Excerpt:
## Begin
Da Mare, as they pronounced it in The Windy City when I worked there, was a rhetorician of the first muddy water whose perorations couldn't be topped, or was it bottomed? ("They have vilified me, they have crucified me; yes, they have even criticized me!") If his words were tangled, his outrage was direct and his sense of honor as keen as Ashley Wilkes' in "Gone With the Wind," only he didn't demand satisfaction when insulted; he just took it. He was as direct as his city's grid plan. Just don't cross the Outer Drive and you'll be all right, pal.

Hizzoner had no patience with what he once called "insinuendo." He didn't have time for it; he had elections to win and a city to run, roughly in that order, and he did one heckuva job at both. Maybe that's why he had no time for the finer points of etiquette, which may be of only limited usefulness when what you really need is bail money.

To quote Mike Royko's magnum opus: "And if somebody in City Hall saw a chance to make a fast bundle or two, Daley wasn't given to preaching. His advice amounted to: Don't get caught." -- "Boss," Page 7.

It wasn't that Richard J. was a hard man. He certainly wasn't, at least if you didn't cross him. Indeed, he was a most forgiving type. He believed in rehabilitation: City Hall was full of ex-cons on the city payroll.

The man could forgive almost anything except Republicanism. A latitudinarian of the highest sort when it came to how his underlings ran their wards, all he asked was that they just get their people to the polls on election day, early and often, dead or alive. His boy Bill has since grown into a pillar of the (banking) community, but we wouldn't cross him, either. Barack Obama will be well taken care of. If he knows what's good for him.

Running the Daley machine was not unlike running a small Latin country, only in a colder clime, much colder, and even more lucrative. That's the family business Bill grew up in, and it took. He'll surely be the nicest guy in the White House, on the surface, but I wouldn't advise anybody -- Democrat, Republican, Independent or freelance -- to tangle with him. They could wind up regretting it. Deeply. Don't make him hurt you.

L'envoi: Thursday afternoon, when news of the Daley appointment got out, I heard one of the indistinguishable twits on NPR, which is just the kind of goo-goo operation the Daleys always despised, at least inwardly, offer what she must have considered high praise. Politics in Chicago, she assured listeners, is a great training ground for the rough-and-tumble of Washington. Uh-huh. As usual, NPR had got it exactly backward: The rough-and-tumble of Washington is great training for the real stuff in Chicago.
## End
Short task: Reproduce the stretch of the Daley column from "Da Mare, as" through "is bail money.".

Dataset entries:
## Begin
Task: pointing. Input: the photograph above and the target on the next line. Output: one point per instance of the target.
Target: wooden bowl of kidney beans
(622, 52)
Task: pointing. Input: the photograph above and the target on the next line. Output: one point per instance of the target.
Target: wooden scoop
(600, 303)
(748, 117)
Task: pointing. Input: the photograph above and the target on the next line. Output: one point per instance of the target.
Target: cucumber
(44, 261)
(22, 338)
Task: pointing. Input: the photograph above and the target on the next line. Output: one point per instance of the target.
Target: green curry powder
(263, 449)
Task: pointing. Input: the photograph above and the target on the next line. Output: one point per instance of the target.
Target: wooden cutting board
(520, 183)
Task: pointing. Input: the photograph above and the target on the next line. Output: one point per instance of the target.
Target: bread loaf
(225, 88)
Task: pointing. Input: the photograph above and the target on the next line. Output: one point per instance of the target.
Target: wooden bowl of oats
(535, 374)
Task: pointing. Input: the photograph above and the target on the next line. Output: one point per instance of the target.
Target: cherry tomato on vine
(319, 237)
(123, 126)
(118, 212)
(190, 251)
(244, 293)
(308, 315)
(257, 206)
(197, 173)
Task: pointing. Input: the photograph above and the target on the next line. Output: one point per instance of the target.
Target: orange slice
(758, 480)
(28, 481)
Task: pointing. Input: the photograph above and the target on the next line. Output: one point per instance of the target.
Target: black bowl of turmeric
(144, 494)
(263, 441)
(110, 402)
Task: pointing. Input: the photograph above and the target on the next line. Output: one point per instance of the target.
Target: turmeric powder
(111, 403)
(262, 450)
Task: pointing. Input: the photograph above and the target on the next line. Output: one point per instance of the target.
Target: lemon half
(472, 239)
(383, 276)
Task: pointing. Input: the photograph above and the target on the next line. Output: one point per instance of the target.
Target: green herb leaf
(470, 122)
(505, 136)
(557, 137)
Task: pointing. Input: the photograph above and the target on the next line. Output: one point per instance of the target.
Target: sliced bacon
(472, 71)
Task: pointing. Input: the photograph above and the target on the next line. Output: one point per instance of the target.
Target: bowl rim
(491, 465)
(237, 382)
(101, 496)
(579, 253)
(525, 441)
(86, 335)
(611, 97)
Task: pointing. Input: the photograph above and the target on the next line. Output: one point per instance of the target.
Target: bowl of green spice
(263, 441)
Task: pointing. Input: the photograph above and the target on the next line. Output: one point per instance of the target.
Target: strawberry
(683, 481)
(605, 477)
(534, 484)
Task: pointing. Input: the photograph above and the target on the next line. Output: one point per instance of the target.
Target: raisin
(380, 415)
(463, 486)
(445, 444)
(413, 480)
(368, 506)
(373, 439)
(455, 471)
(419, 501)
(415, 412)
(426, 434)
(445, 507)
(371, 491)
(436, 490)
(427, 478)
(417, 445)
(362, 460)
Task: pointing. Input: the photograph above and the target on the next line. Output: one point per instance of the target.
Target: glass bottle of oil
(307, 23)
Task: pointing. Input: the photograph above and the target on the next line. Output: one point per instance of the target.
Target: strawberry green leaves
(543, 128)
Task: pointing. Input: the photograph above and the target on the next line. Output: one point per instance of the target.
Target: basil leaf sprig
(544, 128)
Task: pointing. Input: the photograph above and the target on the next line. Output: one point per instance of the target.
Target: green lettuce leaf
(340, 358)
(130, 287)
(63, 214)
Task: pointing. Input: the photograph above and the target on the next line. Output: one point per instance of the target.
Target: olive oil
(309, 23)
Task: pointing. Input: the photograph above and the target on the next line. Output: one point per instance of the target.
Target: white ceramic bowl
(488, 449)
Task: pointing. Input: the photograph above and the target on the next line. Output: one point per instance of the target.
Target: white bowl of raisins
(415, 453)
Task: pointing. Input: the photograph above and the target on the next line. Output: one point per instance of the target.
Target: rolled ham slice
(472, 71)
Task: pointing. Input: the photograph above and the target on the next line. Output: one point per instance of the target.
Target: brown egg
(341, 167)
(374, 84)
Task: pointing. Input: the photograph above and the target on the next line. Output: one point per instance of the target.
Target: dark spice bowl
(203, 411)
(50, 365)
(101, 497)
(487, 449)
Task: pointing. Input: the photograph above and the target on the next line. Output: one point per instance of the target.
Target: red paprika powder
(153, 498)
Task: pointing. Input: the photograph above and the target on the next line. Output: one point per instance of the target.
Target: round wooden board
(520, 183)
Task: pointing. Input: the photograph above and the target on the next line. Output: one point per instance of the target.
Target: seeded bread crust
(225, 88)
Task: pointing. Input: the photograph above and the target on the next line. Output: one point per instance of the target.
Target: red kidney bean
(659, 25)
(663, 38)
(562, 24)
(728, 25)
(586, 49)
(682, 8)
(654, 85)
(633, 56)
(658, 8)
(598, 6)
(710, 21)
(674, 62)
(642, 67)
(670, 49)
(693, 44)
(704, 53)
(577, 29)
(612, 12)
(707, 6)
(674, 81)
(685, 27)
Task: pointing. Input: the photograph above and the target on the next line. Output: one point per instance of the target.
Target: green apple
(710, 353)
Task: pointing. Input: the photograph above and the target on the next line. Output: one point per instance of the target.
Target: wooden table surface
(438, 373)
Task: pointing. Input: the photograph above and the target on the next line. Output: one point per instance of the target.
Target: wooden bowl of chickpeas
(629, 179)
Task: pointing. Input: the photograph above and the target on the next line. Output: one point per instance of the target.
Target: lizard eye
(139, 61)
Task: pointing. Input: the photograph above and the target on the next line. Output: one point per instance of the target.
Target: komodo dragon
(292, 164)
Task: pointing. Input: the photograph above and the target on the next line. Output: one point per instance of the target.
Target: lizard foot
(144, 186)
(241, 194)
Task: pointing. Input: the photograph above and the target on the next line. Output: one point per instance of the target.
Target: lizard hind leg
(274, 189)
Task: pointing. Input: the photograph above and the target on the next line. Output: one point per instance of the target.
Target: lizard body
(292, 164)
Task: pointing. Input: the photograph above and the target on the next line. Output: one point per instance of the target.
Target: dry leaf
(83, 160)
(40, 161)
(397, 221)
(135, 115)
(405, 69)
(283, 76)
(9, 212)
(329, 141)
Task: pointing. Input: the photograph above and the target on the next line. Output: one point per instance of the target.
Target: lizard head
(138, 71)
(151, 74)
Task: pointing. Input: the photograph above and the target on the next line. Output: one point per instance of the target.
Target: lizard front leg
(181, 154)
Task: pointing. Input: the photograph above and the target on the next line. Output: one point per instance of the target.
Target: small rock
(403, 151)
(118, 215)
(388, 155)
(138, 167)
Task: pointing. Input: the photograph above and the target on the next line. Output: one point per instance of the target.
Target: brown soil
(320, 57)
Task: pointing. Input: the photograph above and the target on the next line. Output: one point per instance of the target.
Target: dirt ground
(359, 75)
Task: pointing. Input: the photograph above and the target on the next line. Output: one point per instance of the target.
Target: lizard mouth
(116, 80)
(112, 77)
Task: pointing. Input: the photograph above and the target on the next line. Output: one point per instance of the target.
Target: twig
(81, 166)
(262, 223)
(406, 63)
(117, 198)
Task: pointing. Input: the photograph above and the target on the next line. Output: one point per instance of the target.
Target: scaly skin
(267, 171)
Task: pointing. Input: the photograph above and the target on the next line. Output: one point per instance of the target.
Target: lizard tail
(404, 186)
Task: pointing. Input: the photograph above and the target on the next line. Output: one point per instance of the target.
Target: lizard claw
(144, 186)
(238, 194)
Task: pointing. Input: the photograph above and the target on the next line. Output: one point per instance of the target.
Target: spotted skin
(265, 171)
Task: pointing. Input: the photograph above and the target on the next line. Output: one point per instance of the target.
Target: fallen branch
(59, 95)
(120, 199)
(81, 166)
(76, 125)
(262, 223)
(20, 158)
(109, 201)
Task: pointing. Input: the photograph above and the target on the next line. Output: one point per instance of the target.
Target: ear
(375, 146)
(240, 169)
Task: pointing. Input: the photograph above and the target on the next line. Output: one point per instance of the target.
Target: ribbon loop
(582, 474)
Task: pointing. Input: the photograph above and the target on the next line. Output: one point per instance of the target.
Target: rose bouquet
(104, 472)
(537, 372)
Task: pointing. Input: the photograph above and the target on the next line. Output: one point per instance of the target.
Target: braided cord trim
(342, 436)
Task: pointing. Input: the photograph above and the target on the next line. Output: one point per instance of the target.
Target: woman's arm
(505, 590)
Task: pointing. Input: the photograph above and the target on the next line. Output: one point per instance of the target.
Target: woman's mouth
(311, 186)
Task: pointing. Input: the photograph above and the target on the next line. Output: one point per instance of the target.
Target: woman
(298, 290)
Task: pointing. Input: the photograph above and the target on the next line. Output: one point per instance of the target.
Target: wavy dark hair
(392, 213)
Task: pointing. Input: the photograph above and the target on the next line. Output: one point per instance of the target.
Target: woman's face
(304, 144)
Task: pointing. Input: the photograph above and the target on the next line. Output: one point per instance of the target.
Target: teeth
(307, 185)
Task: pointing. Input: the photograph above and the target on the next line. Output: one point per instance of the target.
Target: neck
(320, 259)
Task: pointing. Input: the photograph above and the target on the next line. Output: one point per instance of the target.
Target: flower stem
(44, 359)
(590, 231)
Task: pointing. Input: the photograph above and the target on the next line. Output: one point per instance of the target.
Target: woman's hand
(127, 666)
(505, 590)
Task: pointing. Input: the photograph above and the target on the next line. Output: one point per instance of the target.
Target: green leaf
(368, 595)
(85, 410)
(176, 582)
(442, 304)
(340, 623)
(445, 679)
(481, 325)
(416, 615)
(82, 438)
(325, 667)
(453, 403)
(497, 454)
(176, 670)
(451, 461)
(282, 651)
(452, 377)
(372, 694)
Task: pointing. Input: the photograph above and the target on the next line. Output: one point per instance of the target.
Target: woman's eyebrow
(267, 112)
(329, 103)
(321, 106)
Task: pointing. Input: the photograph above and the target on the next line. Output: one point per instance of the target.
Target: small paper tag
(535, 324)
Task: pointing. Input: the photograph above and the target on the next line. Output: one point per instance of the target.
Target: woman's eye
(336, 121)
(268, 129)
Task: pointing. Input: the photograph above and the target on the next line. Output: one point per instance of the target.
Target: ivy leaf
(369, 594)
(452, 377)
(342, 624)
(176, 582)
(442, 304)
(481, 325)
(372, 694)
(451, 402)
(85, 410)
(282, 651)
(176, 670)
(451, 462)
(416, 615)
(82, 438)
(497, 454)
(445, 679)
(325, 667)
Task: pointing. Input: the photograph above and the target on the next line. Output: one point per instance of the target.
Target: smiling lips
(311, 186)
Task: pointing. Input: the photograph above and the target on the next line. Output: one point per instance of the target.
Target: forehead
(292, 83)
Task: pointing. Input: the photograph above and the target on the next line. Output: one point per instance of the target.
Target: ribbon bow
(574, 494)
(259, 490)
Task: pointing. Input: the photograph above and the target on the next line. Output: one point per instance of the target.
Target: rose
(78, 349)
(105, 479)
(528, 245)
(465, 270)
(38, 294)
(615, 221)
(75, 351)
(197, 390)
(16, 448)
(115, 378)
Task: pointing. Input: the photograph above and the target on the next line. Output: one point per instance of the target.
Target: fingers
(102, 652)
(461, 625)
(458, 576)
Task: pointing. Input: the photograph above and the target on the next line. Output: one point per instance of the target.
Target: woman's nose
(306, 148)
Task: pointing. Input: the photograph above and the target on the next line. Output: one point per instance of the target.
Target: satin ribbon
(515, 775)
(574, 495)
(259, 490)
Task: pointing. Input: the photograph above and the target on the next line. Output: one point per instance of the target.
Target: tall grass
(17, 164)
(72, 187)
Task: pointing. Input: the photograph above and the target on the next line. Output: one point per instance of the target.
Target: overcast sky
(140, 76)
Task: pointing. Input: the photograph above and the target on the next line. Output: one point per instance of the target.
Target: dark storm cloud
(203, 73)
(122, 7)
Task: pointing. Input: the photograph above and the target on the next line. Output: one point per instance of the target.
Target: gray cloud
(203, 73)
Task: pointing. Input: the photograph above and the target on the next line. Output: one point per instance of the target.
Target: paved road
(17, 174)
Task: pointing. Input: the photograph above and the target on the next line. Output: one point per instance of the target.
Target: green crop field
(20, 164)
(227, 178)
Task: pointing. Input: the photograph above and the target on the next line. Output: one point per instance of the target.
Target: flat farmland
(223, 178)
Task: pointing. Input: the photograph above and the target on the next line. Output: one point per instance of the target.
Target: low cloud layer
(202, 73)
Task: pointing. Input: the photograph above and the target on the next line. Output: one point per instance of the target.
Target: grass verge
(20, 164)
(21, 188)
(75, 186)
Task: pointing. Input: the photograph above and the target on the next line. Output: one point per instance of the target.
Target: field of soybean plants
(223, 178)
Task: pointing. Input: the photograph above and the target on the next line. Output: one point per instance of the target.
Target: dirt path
## End
Reply:
Da Mare, as they pronounced it in The Windy City when I worked there, was a rhetorician of the first muddy water whose perorations couldn't be topped, or was it bottomed? ("They have vilified me, they have crucified me; yes, they have even criticized me!") If his words were tangled, his outrage was direct and his sense of honor as keen as Ashley Wilkes' in "Gone With the Wind," only he didn't demand satisfaction when insulted; he just took it. He was as direct as his city's grid plan. Just don't cross the Outer Drive and you'll be all right, pal.

Hizzoner had no patience with what he once called "insinuendo." He didn't have time for it; he had elections to win and a city to run, roughly in that order, and he did one heckuva job at both. Maybe that's why he had no time for the finer points of etiquette, which may be of only limited usefulness when what you really need is bail money.